## start
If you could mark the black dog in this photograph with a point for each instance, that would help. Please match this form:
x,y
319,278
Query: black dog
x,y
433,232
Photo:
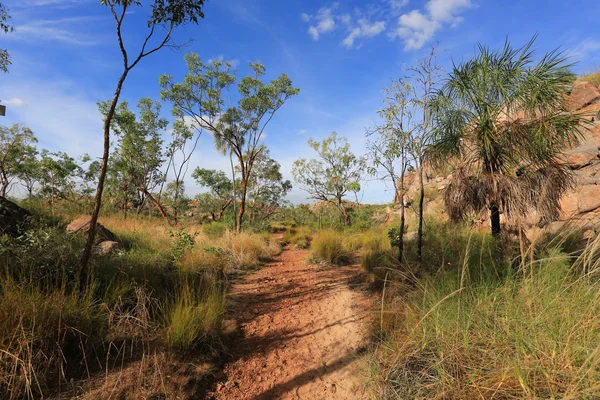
## end
WRITTEN TASK:
Rewrite the listing above, replacing every "black dog" with "brown dog" and changing nothing else. Leave the pictures out.

SOLVED EXERCISE:
If you could mark the brown dog in this photograph with a point for each instance, that would help. Please match this form:
x,y
319,278
Query: brown dog
x,y
433,232
Photo:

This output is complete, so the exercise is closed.